Set down a precise copy of the whole listing.
◆ ◆ ◆ ◆ ◆ ◆ ◆
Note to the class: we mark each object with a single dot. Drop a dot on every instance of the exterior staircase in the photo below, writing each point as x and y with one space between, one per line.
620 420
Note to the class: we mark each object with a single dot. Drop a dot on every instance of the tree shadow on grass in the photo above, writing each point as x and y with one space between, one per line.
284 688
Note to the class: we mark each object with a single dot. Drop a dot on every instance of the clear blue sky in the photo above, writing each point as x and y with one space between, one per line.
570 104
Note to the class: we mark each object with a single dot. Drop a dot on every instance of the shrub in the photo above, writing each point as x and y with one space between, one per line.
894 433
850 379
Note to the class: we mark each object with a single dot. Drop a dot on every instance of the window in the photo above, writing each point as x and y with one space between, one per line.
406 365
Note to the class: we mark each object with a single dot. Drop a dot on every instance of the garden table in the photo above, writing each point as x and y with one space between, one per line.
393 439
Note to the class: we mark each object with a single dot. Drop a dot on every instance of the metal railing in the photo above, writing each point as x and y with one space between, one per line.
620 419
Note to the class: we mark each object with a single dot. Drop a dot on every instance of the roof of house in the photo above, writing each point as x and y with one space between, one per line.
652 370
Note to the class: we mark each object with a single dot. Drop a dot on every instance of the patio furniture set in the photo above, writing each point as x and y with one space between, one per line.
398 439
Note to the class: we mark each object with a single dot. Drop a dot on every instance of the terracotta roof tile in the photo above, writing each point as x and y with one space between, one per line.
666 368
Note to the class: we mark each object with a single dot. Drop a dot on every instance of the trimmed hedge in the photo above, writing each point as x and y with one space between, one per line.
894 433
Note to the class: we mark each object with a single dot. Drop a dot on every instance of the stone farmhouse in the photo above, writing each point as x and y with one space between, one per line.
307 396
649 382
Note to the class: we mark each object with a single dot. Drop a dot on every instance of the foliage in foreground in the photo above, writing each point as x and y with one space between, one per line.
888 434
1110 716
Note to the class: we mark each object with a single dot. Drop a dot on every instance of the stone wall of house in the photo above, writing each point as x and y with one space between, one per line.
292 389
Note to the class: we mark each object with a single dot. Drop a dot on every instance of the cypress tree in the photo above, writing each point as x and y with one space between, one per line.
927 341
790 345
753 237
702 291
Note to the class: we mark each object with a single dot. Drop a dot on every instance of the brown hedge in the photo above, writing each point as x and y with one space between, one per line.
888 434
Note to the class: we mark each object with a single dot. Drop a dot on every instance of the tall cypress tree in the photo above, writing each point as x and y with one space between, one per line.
◆ ◆ ◆ ◆ ◆ ◆ ◆
Your response:
Note to the class: we mark each object with a single dot. Drop a dot on every instance of the exterior staircase in the photo below, writing each point as x and y with one space between, one per line.
620 420
Note to the class: we mark each object with a single dot. Drop a dot on every instance of the tree shadow on grass in the photo above, writing each point as x and y with one space between, one per line.
284 688
Note to the class: we mark each object with a single dot. Drop a dot on every instance of the clear blue sky in the photo above, writing each point as x and y with one space between, one per line.
570 104
Note to the class: we mark each object with a single dot. Drop a dot on every instance of the shrub in the photo above, writing each point as x and y with one space between, one per line.
894 433
850 379
Note to the class: we mark each object with a single dot. Drop a dot on every instance of the window in the photo above, writing each point as x and y with one space between, one per line.
406 365
Note to the class: we mark each object with a single dot. Drop a dot on every instance of the garden table in the photo above, writing each point as x and y with one space between, one per line.
393 439
Note to the class: we mark each object with a single dot. Drop a dot on every instance of the metal railing in the photo above, writing each point as x and y with one space between, one per line.
620 419
Note to the class: we mark each object with a single dot. Drop a dot on every instance of the roof of house in the photo above, writing each point as x and y with one space between, one per line.
652 370
Note to the class: we mark each object with a single dot. Drop a dot on every instance of the patio furniture set in the photo above, writing each point as x and y with one space between, one per line.
398 439
Note to the class: we mark each object with a single dot. Drop a dot on every instance of the terracotta roof tile in the photo above, writing each point as x and y with one space between, one per line.
666 368
Note to the class: we mark each object with a single dot. Drop a dot on every instance of the trimmed hedge in the photo above, writing each point as x and y with one space between, one per line.
894 433
Note to the class: we mark each object with a single dot. Drop a dot on every instance of the stone farmhouse in the photo above, writing each point as x and y with one space between, one per line.
307 396
649 382
Note to the class: we mark each object with a single dot. Drop a dot on every instance of the foliage in foreground in the photo above, writing each point as x and y with one space between, one per line.
888 434
1110 716
Note to the class: we mark each object with a single dot. Drop a dot on every instance of the stone wall of house in the photo above, writing each point as x and y with one space between, one per line.
292 389
Note to the class: we mark each object with a single dot. Drop a dot on every instance of the cypress tree in the photo above, writing each point as x and y with one space between, one per line.
927 341
790 345
753 237
702 291
Note to the class: we mark each object with a single dot. Drop a dot on every instance of the brown hedge in the photo above, writing each point as x and y with one space between, one per line.
888 434
Note to the class: we mark each object with a single dot. Drop a dot on every instance of the tall cypress tree in the photo above, writing each point as x and y with one space between, one per line.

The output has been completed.